#### Task directions
Format each line of the material as a Markdown table with the columns Number and Text, numbering the rows and skipping blank lines. Leave the pictures out of your answer.

## Start

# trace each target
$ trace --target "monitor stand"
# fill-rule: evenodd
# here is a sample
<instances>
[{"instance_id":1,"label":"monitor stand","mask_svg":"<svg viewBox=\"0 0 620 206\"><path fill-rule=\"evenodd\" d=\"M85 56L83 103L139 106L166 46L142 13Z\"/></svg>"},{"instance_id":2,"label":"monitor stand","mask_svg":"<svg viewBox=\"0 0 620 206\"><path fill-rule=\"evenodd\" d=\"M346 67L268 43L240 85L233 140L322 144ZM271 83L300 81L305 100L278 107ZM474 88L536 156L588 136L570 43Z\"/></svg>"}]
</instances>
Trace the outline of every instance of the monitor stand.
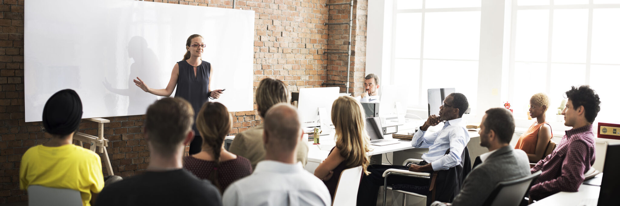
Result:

## End

#### Solution for this problem
| Number | Text |
|---|---|
| 1 | # trace each target |
| 2 | $ trace --target "monitor stand" |
| 3 | # fill-rule: evenodd |
| 4 | # here is a sample |
| 5 | <instances> |
| 6 | [{"instance_id":1,"label":"monitor stand","mask_svg":"<svg viewBox=\"0 0 620 206\"><path fill-rule=\"evenodd\" d=\"M85 56L83 103L139 106L166 46L142 13Z\"/></svg>"},{"instance_id":2,"label":"monitor stand","mask_svg":"<svg viewBox=\"0 0 620 206\"><path fill-rule=\"evenodd\" d=\"M346 67L268 43L240 85L233 140L322 144ZM271 83L300 81L305 100L278 107ZM474 88L536 156L588 136L570 43Z\"/></svg>"}] |
| 7 | </instances> |
| 8 | Trace the outline of every instance of the monitor stand. |
| 9 | Result: |